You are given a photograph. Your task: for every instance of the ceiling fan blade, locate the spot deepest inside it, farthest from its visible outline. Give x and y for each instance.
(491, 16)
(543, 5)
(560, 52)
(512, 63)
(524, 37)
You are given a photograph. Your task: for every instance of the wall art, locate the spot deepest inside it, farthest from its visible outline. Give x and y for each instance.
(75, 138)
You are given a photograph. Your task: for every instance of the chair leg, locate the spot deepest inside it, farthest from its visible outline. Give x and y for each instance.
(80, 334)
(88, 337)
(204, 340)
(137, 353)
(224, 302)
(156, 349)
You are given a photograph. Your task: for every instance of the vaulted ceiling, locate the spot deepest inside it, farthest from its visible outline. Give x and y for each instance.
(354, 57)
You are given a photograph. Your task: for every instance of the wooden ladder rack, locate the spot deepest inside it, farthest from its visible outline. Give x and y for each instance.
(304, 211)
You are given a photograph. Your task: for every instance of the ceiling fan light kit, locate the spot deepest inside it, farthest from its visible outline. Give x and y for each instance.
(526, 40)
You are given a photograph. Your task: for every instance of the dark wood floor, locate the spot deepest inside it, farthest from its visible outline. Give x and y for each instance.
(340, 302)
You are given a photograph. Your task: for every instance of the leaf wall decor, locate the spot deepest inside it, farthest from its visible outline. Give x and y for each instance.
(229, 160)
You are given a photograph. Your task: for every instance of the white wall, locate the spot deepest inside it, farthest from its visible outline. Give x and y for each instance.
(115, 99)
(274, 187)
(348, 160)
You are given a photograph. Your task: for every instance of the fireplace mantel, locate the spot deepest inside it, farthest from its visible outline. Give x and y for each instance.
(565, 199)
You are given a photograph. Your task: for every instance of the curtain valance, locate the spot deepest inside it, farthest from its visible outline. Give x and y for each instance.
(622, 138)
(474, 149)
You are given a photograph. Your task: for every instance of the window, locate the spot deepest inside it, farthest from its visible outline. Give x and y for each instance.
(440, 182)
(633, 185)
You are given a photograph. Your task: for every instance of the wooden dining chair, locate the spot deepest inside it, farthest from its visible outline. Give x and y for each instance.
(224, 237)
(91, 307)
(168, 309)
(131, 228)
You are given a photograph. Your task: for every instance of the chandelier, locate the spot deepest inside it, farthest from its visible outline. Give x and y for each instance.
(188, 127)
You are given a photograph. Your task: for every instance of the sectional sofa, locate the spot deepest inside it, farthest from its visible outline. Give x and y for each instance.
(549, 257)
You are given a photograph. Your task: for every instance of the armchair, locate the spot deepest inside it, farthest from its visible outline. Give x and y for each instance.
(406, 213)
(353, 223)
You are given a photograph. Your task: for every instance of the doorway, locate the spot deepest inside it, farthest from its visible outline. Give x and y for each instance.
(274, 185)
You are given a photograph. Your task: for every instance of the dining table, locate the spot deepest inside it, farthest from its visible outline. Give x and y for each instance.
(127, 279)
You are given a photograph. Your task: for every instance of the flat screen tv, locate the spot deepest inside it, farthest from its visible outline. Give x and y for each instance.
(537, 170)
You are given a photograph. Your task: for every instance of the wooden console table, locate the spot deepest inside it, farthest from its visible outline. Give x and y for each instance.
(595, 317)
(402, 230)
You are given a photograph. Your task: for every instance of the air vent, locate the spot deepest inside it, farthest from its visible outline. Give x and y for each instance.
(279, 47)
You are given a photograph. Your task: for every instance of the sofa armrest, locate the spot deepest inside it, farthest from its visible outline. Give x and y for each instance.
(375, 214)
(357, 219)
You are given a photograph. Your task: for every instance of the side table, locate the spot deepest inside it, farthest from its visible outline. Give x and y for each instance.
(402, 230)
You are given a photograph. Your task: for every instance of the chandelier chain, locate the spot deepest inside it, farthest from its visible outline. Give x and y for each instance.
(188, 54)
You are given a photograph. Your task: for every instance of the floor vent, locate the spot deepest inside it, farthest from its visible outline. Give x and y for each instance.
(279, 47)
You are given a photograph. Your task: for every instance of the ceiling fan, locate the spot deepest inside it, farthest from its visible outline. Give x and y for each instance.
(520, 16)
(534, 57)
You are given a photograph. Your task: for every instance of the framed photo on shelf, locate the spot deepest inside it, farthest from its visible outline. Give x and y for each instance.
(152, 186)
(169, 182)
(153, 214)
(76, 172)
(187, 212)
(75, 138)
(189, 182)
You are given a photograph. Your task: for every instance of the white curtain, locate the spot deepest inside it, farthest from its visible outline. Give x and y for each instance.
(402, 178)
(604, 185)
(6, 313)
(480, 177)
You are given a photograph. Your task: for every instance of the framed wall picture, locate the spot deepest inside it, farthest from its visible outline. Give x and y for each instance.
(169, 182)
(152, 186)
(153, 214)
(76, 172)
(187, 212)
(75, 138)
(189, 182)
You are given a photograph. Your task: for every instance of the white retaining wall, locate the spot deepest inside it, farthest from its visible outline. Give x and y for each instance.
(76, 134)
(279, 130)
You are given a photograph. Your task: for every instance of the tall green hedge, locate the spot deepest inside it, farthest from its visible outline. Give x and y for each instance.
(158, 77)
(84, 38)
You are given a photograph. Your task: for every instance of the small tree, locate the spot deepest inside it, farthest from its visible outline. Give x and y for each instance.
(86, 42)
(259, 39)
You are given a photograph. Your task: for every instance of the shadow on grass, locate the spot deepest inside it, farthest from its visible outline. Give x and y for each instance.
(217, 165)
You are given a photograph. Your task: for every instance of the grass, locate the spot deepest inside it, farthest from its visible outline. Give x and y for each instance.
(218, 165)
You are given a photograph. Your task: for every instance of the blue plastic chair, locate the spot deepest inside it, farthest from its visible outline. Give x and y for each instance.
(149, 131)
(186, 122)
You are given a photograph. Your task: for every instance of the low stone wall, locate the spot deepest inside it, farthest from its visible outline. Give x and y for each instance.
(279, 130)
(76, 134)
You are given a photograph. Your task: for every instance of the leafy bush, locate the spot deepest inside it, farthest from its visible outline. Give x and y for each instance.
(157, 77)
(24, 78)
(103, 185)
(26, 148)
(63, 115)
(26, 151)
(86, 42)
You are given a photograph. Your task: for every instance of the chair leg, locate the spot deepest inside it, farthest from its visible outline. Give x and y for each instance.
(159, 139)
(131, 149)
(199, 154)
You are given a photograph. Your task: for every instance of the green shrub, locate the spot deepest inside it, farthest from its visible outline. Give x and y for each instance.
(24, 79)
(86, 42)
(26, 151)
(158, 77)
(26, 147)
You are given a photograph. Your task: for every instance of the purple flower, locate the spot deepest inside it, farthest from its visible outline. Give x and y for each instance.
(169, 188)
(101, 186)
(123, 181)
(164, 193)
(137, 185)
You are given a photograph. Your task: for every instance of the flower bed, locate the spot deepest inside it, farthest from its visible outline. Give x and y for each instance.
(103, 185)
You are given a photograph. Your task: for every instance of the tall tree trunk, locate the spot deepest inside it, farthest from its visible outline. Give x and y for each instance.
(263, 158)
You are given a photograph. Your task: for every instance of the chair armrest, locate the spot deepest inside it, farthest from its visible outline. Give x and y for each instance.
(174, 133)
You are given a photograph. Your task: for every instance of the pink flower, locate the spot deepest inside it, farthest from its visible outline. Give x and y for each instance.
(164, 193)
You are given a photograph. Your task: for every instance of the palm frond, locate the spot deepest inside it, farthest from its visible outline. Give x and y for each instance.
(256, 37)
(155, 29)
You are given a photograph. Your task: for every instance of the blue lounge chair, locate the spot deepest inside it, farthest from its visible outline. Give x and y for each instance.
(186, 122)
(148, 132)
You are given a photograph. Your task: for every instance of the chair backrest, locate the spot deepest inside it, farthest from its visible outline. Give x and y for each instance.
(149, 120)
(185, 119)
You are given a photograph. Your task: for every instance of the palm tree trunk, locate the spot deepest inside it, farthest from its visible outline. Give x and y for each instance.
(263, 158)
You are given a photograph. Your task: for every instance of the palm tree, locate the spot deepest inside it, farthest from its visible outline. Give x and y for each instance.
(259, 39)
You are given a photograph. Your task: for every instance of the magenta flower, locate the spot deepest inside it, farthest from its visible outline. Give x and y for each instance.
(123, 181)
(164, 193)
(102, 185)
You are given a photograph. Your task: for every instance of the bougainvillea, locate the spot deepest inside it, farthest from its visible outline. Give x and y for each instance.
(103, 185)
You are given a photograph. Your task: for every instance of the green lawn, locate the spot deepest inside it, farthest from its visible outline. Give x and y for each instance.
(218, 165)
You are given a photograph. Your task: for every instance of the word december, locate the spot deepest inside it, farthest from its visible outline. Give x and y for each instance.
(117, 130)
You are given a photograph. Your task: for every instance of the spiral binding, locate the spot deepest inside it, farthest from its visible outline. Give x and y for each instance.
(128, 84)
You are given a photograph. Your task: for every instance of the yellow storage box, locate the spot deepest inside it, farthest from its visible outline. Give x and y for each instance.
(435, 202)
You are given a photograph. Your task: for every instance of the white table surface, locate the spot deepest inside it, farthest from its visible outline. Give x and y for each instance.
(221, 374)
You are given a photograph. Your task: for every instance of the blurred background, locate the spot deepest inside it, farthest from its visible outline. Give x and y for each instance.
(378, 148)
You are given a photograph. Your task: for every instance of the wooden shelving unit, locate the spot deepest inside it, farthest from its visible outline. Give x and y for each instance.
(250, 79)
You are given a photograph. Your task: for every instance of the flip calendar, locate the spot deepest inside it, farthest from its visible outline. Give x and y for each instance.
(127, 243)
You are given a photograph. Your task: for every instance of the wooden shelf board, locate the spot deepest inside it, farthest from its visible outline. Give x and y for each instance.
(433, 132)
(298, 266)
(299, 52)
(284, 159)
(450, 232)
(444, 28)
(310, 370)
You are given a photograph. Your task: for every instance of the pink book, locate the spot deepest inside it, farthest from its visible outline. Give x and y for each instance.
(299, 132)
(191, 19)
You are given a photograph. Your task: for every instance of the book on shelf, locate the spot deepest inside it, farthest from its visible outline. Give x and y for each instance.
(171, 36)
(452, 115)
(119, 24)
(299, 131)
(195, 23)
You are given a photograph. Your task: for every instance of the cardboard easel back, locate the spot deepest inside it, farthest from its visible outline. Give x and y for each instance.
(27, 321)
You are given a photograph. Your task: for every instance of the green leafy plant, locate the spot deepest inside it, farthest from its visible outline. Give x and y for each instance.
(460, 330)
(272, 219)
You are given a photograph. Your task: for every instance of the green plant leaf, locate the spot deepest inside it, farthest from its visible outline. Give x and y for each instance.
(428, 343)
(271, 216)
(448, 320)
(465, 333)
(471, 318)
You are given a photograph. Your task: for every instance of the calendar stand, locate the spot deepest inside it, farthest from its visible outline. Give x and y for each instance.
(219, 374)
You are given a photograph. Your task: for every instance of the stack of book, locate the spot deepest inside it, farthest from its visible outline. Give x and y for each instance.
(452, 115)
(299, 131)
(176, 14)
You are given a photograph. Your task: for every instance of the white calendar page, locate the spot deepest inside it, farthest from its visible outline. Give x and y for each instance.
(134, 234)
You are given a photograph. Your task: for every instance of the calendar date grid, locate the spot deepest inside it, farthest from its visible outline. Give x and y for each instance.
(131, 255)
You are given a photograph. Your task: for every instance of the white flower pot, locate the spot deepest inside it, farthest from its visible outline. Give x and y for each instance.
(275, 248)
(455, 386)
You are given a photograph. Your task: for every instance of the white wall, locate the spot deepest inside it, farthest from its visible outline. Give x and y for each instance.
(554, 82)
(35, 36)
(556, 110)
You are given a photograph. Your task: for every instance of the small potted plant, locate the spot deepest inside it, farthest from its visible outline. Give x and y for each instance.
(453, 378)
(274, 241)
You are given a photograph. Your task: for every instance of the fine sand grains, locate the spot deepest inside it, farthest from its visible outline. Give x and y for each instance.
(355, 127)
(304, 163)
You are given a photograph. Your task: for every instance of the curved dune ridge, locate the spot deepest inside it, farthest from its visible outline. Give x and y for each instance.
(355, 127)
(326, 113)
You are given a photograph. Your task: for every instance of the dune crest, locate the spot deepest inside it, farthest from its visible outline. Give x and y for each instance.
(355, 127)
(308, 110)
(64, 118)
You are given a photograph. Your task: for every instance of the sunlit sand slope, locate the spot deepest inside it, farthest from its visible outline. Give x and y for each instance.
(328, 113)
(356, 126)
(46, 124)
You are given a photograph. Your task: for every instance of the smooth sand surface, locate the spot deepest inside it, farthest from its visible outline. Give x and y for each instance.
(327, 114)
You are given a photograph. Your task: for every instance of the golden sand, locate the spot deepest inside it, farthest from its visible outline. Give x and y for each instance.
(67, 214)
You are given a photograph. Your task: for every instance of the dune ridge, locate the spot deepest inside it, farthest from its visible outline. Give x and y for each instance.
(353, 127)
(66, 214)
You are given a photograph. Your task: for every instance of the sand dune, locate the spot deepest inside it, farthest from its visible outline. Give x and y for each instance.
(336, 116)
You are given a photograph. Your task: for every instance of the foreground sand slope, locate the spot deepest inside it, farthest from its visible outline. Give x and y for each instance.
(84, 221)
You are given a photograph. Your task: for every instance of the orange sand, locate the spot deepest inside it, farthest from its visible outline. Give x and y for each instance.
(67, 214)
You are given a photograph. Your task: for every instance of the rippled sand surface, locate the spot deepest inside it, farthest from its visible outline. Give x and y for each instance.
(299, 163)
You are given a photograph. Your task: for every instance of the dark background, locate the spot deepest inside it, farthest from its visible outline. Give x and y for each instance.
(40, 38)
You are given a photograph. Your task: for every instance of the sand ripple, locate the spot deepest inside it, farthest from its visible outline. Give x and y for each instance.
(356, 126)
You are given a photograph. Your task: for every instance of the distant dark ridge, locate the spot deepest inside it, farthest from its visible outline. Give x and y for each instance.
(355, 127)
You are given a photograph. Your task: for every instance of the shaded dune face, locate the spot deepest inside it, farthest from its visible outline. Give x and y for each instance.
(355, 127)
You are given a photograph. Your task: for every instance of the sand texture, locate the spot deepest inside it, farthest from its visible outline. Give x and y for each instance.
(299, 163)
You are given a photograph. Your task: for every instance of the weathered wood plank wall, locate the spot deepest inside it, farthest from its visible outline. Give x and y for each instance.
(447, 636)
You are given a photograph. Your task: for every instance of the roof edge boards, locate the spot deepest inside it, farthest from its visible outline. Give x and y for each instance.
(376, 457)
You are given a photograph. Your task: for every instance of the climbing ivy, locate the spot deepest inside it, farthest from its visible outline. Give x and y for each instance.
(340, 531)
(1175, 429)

==*==

GOAL: Repeat only the stretch of lines starting at the one containing "of the shaded" and running to the final line of the entries above.

ANSWER FOR THE TASK:
You are given a photograph. Your task: for every instance of the shaded dune face, locate the spot deepest inside it, farthest from its visible outline. Give x and y for each instance.
(355, 127)
You are given a photograph. Your task: for every instance of the sand texture, locate the spot deepest inside it, farthest from its visible outline. Give x and y for each instance.
(299, 163)
You are given a photograph. Your task: for every instance of the weathered wood plank wall, locate the spot deepest inside it, farthest from its visible outline. Give x and y for each instance.
(447, 636)
You are given a photograph. Your task: for every instance of the roof edge boards, locate the spot deepest inside it, farthest from its visible outline. Give x and y for each instance.
(376, 457)
You are given a photograph. Your task: for every instance of the climbing ivy, locate the spot deepest inside it, farthest from its visible outline. Give x and y for each instance.
(340, 531)
(1175, 429)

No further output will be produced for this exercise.